Excerpt

Stephanie Smith lifts one leg and then the other as she struggles to get out of bed. She plops herself into a wheelchair before delivering a verdict on Cargill, the company that made the hamburger that made her so sick she can't walk.
"I hate them," she says in a video shot after her recovery.
Smith, a onetime dance instructor from Cold Spring, Minn., filed a $100 million lawsuit against Cargill Inc. Friday that alleges the company was responsible for a dangerous strain of bacteria found in hamburgers her family cooked at a fall get-together two years ago.
Thanks to investigations by the Minnesota Department of Health and the U.S. Department of Agriculture, there's no doubt her injuries came from those hamburgers: They were contaminated with E. coli O157:H7, a bacterium blamed for a spate of high-profile food recalls in recent years, from spinach to peanut butter to prepackaged cookie dough.
Her case was highlighted in an investigation by the New York Times earlier this year in which it traced the Cargill hamburgers to a company plant in Butler, Wis., where employees ground meat from four plants in two countries to create the product later sold as "Sam's Club American Chef's Selection Angus Beef Patties."
A Cargill spokesman said Friday that the suppliers themselves tested their products and gave Cargill certificates that the results were negative.
"Cargill deeply regrets Ms. Smith's continuing suffering due to her illness," Cargill spokesman Mark Klein said in a statement e-mailed to the Star Tribune. "Each time Ms. Smith's family has asked for financial assistance to cover out-of-pocket and rehabilitation costs, Cargill has advanced funds to help her and her family. We will continue to provide assistance to maximize her recovery and will continue to work with her counsel to reach a fair resolution."

Directions for this task
Retype the part of the hamburger lawsuit excerpt from "Smith, a onetime" down to "prepackaged cookie dough.", without any changes.

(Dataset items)
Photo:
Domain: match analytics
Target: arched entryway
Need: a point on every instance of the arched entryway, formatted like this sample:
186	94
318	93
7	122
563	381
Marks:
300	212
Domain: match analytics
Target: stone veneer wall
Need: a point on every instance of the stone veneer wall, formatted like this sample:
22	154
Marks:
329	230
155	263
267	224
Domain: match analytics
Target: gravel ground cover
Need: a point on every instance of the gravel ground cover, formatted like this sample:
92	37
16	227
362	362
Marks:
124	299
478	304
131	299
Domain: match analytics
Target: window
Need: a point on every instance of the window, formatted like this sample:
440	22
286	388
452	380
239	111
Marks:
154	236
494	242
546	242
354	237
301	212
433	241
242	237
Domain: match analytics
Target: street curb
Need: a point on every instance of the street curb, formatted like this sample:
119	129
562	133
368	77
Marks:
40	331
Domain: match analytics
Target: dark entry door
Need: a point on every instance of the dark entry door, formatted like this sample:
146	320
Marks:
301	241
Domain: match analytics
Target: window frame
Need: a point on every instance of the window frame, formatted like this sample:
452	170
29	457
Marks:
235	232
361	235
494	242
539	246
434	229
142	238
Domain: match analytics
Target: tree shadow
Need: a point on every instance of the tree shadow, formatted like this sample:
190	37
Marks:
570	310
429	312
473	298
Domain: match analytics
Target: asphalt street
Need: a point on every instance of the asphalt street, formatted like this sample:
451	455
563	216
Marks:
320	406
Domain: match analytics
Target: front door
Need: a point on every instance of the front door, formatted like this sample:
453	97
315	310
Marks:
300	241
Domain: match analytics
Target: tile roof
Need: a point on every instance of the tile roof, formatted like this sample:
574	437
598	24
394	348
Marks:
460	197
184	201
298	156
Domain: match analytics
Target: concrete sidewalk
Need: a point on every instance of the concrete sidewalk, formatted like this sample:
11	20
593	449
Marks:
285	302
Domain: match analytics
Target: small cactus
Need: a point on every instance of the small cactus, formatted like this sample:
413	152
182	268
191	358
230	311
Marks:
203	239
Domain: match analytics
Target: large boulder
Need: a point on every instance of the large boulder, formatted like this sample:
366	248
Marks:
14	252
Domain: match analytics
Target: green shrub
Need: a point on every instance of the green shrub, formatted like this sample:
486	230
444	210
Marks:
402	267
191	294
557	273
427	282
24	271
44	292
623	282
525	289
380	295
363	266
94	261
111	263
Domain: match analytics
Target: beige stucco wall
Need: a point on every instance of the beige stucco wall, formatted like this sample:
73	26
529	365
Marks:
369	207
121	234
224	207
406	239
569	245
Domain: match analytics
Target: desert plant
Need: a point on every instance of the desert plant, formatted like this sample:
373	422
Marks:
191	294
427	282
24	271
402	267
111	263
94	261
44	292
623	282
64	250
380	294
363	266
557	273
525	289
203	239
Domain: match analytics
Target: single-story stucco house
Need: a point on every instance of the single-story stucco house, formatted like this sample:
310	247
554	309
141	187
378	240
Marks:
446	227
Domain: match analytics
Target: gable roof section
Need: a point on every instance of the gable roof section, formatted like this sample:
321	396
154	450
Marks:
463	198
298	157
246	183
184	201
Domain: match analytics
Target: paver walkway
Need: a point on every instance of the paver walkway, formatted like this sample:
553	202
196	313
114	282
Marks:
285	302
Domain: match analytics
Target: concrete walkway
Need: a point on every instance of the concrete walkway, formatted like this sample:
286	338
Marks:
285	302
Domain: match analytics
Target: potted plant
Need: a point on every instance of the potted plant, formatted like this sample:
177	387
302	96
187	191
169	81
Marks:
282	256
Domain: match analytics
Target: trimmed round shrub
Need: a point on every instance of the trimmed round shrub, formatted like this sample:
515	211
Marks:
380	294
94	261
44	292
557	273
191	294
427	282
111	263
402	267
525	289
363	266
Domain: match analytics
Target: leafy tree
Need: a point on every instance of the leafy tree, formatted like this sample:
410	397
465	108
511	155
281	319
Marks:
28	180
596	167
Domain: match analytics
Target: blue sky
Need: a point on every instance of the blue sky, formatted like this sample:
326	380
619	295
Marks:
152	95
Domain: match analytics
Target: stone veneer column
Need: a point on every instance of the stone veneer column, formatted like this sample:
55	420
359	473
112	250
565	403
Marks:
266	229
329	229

Output for this task
Smith, a onetime dance instructor from Cold Spring, Minn., filed a $100 million lawsuit against Cargill Inc. Friday that alleges the company was responsible for a dangerous strain of bacteria found in hamburgers her family cooked at a fall get-together two years ago.
Thanks to investigations by the Minnesota Department of Health and the U.S. Department of Agriculture, there's no doubt her injuries came from those hamburgers: They were contaminated with E. coli O157:H7, a bacterium blamed for a spate of high-profile food recalls in recent years, from spinach to peanut butter to prepackaged cookie dough.